◆ Set task ◆
Substitute "reference output" for "expected response" throughout the records below, and reproduce them with nothing else altered.

◆ Task material ◆
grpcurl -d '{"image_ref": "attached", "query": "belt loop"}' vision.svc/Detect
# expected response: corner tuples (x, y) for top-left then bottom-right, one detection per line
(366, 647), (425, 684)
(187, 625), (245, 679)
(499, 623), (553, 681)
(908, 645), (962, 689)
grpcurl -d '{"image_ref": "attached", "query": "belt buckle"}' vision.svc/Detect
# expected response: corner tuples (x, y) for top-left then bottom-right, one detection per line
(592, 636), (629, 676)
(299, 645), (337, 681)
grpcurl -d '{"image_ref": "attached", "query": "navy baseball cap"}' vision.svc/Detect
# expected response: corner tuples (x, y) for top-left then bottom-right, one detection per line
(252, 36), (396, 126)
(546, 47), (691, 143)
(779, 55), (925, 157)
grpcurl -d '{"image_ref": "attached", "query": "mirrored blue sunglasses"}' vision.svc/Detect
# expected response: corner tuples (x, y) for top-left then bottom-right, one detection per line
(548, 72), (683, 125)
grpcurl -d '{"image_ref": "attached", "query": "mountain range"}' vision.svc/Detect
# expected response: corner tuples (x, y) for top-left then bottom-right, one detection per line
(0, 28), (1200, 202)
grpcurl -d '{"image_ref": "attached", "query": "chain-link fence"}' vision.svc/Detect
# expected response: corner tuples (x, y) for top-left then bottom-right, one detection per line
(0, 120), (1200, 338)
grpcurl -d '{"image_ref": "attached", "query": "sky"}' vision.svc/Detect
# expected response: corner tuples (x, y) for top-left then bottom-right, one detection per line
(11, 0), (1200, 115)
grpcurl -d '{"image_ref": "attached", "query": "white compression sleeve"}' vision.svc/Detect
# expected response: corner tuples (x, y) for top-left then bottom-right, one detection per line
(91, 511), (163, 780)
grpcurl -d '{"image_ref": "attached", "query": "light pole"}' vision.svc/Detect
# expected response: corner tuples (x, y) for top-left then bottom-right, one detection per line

◆ Solved exercise ◆
grpcurl -d '{"image_ref": "attached", "query": "belt loop"}' vision.svc/Detect
# reference output: corner tuples (x, y) for top-left then bottom-right, one detection per line
(366, 647), (425, 684)
(187, 625), (245, 679)
(499, 623), (553, 681)
(908, 645), (962, 689)
grpcurl -d '{"image_ref": "attached", "query": "belt buckle"}' vision.svc/Detect
# reference output: corner tuples (x, y) for top-left then bottom-right, one detection per line
(592, 636), (629, 676)
(299, 645), (337, 681)
grpcurl -d '{"image_ref": "attached", "query": "navy baseball cap"}' vision.svc/Detect
# reference output: corner tuples (x, y) for top-left then bottom-right, one detection per line
(252, 36), (396, 126)
(546, 47), (691, 143)
(779, 55), (925, 157)
grpcurl -d '{"image_ref": "attached", "query": "mirrored blue sunglasses"}' vision.svc/Detect
# reference output: corner tuples (x, y) for top-left then bottom-right, one detection per line
(548, 72), (683, 125)
grpcurl -d '{"image_ref": "attached", "query": "mountain range"}' vision.svc/Detect
# reference output: corner tuples (x, y) for top-left then bottom-right, one detection per line
(0, 28), (1200, 202)
grpcurl -d '{"image_ref": "attached", "query": "chain-link fence"}' vision.svc/Detect
# reference output: corner tuples (x, y) for top-left then bottom-right, one detection per line
(0, 120), (1200, 338)
grpcurl -d '{"image_ref": "attached", "query": "sky"}' vision.svc/Detect
# reference output: corner tuples (x, y) for top-left then bottom-right, one detection per line
(11, 0), (1200, 115)
grpcurl -d '{"image_ref": "attached", "query": "white compression sleeve"}' vision.svc/Detect
# reference output: corner tuples (x, y) for top-left then bottom-right, one detection per line
(91, 511), (163, 780)
grpcurl -d '{"image_ref": "attached", "query": "light pole"}' vision.svc/Detect
# reference output: corner tuples (x, y) for top-left then bottom-right, one detection per line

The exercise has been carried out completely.